--- Your task ---
Give back every one of the lines below word for word, but leave out the pictures.

----- Entries -----

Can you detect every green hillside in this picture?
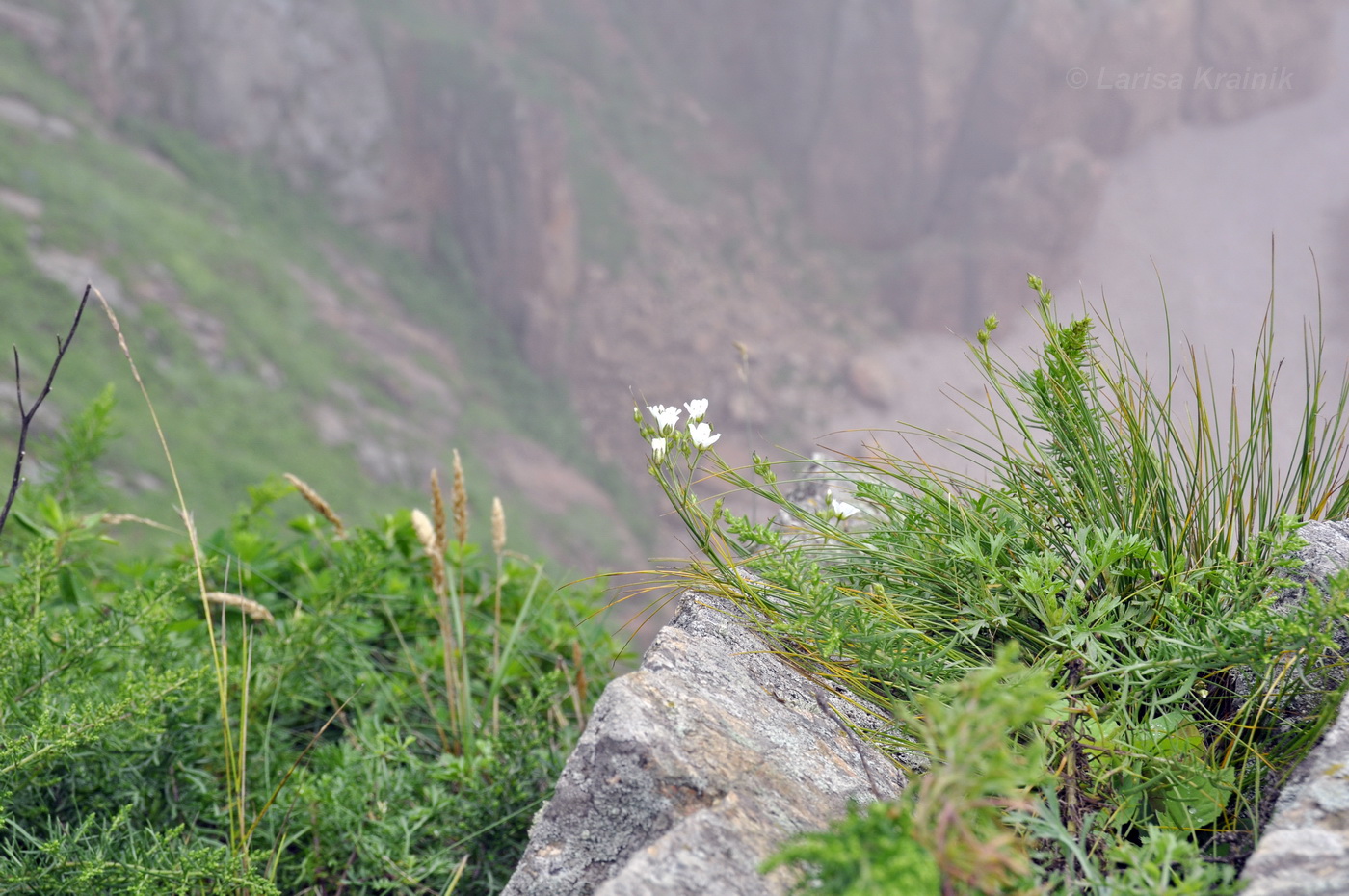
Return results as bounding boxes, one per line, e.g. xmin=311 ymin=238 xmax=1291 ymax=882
xmin=0 ymin=35 xmax=639 ymax=569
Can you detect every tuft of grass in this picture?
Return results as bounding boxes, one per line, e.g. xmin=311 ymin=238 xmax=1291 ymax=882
xmin=638 ymin=270 xmax=1349 ymax=893
xmin=0 ymin=302 xmax=618 ymax=896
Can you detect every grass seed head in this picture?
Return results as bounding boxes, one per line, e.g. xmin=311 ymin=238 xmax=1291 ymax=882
xmin=286 ymin=472 xmax=347 ymax=539
xmin=455 ymin=448 xmax=468 ymax=545
xmin=412 ymin=509 xmax=448 ymax=593
xmin=202 ymin=591 xmax=277 ymax=622
xmin=492 ymin=498 xmax=506 ymax=553
xmin=431 ymin=469 xmax=449 ymax=550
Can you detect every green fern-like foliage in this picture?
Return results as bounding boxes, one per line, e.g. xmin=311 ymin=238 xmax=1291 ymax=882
xmin=0 ymin=395 xmax=617 ymax=895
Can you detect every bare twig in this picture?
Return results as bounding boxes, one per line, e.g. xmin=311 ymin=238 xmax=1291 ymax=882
xmin=0 ymin=285 xmax=93 ymax=532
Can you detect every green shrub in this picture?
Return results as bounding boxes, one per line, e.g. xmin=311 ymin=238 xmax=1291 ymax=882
xmin=0 ymin=397 xmax=617 ymax=895
xmin=637 ymin=277 xmax=1349 ymax=893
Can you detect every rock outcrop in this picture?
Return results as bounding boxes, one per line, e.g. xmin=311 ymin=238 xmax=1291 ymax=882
xmin=505 ymin=591 xmax=920 ymax=896
xmin=506 ymin=522 xmax=1349 ymax=896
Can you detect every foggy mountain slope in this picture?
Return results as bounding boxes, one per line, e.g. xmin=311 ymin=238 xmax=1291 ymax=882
xmin=0 ymin=0 xmax=1349 ymax=574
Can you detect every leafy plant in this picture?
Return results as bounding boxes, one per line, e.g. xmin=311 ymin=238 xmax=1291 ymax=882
xmin=0 ymin=385 xmax=617 ymax=893
xmin=635 ymin=271 xmax=1349 ymax=892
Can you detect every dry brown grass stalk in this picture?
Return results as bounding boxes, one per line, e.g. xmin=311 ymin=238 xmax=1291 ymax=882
xmin=201 ymin=591 xmax=277 ymax=622
xmin=286 ymin=472 xmax=347 ymax=539
xmin=455 ymin=448 xmax=468 ymax=546
xmin=412 ymin=509 xmax=449 ymax=596
xmin=431 ymin=469 xmax=449 ymax=548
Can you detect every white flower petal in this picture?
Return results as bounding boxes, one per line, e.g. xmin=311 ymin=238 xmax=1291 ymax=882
xmin=684 ymin=398 xmax=707 ymax=422
xmin=830 ymin=501 xmax=862 ymax=519
xmin=688 ymin=422 xmax=722 ymax=449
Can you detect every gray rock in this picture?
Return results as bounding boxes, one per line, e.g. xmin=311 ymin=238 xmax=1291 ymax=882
xmin=505 ymin=591 xmax=917 ymax=896
xmin=1242 ymin=522 xmax=1349 ymax=896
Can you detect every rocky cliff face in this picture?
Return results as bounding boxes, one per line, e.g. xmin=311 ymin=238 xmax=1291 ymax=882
xmin=8 ymin=0 xmax=1332 ymax=526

-----

--- The solution ---
Can you detect every green hillside in this picture?
Return results as bounding boxes, one per line, e.g. xmin=311 ymin=238 xmax=1291 ymax=882
xmin=0 ymin=35 xmax=639 ymax=569
Can you detect every tuft of grass in this picture?
Return results as bounding boxes, one per line, e.g. xmin=311 ymin=238 xmax=1291 ymax=882
xmin=638 ymin=270 xmax=1349 ymax=893
xmin=0 ymin=302 xmax=618 ymax=896
Can you detect every grass seed head in this picture?
Return results as bounding boxes, one per line, e.g. xmin=311 ymin=238 xmax=1291 ymax=882
xmin=286 ymin=472 xmax=347 ymax=539
xmin=455 ymin=448 xmax=468 ymax=545
xmin=412 ymin=509 xmax=448 ymax=593
xmin=202 ymin=591 xmax=277 ymax=622
xmin=492 ymin=498 xmax=506 ymax=553
xmin=431 ymin=469 xmax=449 ymax=550
Can you detect every green fern-like foliage in this picture?
Return results as bounding boxes, one per line, e.g. xmin=311 ymin=238 xmax=1291 ymax=882
xmin=0 ymin=395 xmax=617 ymax=895
Can you detect every bare twig in this picture?
Return results as bounding boxes, one per line, e.g. xmin=311 ymin=238 xmax=1291 ymax=882
xmin=0 ymin=285 xmax=93 ymax=532
Can you detect every green shrub in this picture?
Return results as bounding boxes, one per line, e.g. xmin=311 ymin=238 xmax=1291 ymax=882
xmin=0 ymin=397 xmax=617 ymax=895
xmin=637 ymin=277 xmax=1349 ymax=893
Can you detect every rock outcrop in this picture?
Return results as bounding boxes, one per line, e.g. xmin=311 ymin=238 xmax=1291 ymax=882
xmin=505 ymin=591 xmax=920 ymax=896
xmin=506 ymin=522 xmax=1349 ymax=896
Can you detect every foggy mountain slope in this picture?
Return results as bounding boxes, one per line, e.g. xmin=311 ymin=238 xmax=1291 ymax=882
xmin=0 ymin=0 xmax=1349 ymax=574
Can you detect every leafy plant in this picture?
Return results as bounding boxes, one per line, e.g. xmin=311 ymin=238 xmax=1291 ymax=882
xmin=0 ymin=385 xmax=617 ymax=893
xmin=635 ymin=271 xmax=1349 ymax=892
Can you detect every dry brown grass stalk in this picture?
Return results as bounding boxes, one per line, e.g. xmin=311 ymin=238 xmax=1291 ymax=882
xmin=201 ymin=591 xmax=277 ymax=622
xmin=286 ymin=472 xmax=347 ymax=539
xmin=455 ymin=448 xmax=468 ymax=546
xmin=412 ymin=509 xmax=449 ymax=596
xmin=431 ymin=469 xmax=449 ymax=548
Can you detect every white flower petal in this picture?
Return results as bounding boxes, one per line, e.g. xmin=311 ymin=238 xmax=1291 ymax=882
xmin=684 ymin=398 xmax=707 ymax=422
xmin=830 ymin=501 xmax=862 ymax=519
xmin=688 ymin=422 xmax=722 ymax=449
Can you detect every gray rock in this picture?
Return results as bounding boxes, one per line, e.g. xmin=311 ymin=238 xmax=1291 ymax=882
xmin=505 ymin=591 xmax=917 ymax=896
xmin=1242 ymin=522 xmax=1349 ymax=896
Can you detect every rocky cliff face in this picture?
Return results as bounding boxes, one per line, e.g. xmin=311 ymin=238 xmax=1291 ymax=882
xmin=8 ymin=0 xmax=1332 ymax=526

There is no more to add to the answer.